SELECTED TEXT:
====
Overall, if Dynamite did get extended to three hours (and I’m not asking for that, btw), 8 matches per show with a few promos and VTRs spread out to help build feuds and characters seems acceptable to me. But they couldn't add anymore show then. Fans can only give so much attention to a wrestling product these days, even one as good as AEW.


----------



## MoxAsylum (Jan 9, 2020)

Pippen94 said:


> If Roman is only reason you watch wrestling you should quit


How about no ? Roman is a star unlike most of the geeks on AEW


----------



## Prosper (Mar 25, 2015)

MoxAsylum said:


> How about no ? Roman is a star unlike most of the geeks on AEW


Imagine typing this and pushing “Post reply”. Roman is a star to you because Vince forces you to believe that by forcing him down your throat for 5 years straight. Think for yourself. Now he comes back as a heel and you’re choking on his balls both here and in the WWE section. He’s not a star based off of his charisma or character, which means he’s not a star. You’re only a star if you’re genuinely over with your audience and his current heel turn has been a failure so far. (this can change on Sunday though)


----------



## Optikk is All Elite (Sep 5, 2007)
====
TO DO:
[a] From the wrestling forum thread, list every username that appears, whether as a post heading or before "said:".
[b] Put this sentence from the wrestling forum thread into Spanish: "Fans can only give so much attention to a wrestling product these days, even one as good as AEW."

RECORD SET:
====
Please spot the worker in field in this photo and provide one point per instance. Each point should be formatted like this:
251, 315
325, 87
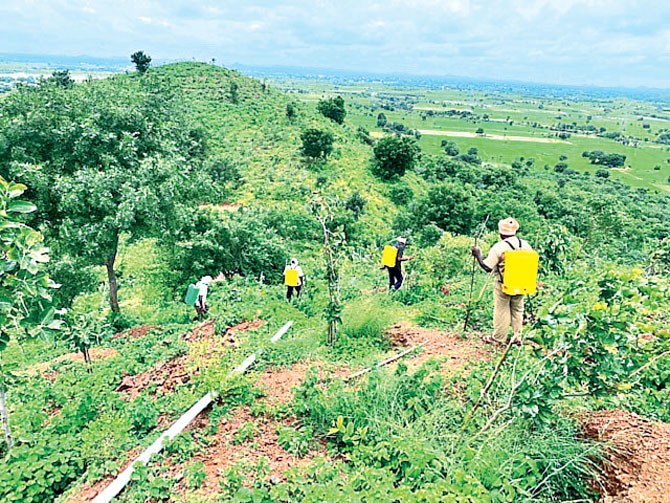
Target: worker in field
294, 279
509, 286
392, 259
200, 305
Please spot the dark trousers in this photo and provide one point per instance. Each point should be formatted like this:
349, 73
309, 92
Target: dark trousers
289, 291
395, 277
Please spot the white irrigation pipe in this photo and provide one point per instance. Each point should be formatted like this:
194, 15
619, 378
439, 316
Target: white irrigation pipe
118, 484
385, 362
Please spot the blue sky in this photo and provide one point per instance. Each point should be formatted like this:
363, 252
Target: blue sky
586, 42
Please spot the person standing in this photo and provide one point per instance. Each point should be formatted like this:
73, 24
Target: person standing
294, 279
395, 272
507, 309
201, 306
====
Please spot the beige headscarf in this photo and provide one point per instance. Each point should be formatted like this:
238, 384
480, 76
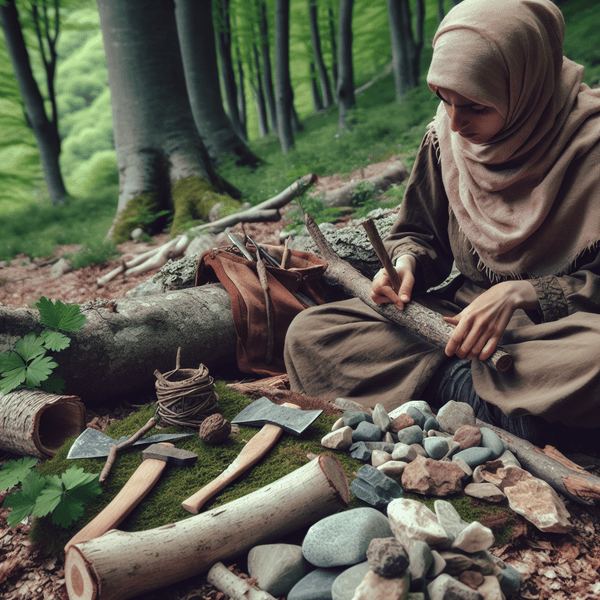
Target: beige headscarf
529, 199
====
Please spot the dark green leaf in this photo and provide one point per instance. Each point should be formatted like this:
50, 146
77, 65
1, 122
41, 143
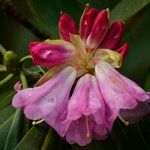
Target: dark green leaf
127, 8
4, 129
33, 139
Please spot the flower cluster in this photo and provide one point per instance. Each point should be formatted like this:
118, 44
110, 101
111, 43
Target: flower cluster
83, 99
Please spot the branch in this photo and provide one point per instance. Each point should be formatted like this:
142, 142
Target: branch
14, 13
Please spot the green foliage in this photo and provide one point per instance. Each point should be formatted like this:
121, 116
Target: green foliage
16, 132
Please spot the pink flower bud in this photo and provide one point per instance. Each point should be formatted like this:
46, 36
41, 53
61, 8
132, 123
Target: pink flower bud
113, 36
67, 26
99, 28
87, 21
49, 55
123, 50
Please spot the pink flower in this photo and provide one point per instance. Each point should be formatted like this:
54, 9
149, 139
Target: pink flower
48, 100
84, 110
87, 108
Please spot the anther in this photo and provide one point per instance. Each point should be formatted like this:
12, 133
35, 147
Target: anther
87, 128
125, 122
====
SOLUTIONS PER TASK:
[a]
MoxAsylum
Prosper
Optikk is All Elite
Pippen94

[b] Hoy en día, los fans solo pueden dedicarle una atención limitada a un producto de lucha libre, incluso a uno tan bueno como AEW.